**Veri Kümesi**
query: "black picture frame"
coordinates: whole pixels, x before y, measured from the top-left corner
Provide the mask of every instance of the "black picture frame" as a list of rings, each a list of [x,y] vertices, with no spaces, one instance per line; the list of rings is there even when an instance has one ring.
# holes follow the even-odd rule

--

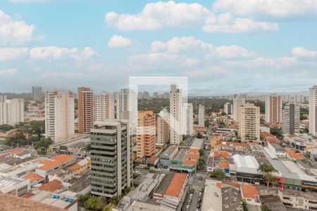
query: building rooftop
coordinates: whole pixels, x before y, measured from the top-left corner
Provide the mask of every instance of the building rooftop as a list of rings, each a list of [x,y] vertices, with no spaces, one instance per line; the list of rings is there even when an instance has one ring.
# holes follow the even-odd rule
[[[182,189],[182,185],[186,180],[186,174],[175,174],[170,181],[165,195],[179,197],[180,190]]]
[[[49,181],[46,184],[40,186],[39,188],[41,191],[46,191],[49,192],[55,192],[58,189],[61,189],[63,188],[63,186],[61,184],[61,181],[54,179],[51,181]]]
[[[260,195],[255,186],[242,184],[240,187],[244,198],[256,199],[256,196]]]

**Alıştırma Yönergesi**
Yukarıdaki kayıtlarda "rooftop" kelimesinin geçtiği satır sayısını hesaplayınız ve yalnızca bu sayıyı yazınız.

**Problemin Çözümü**
2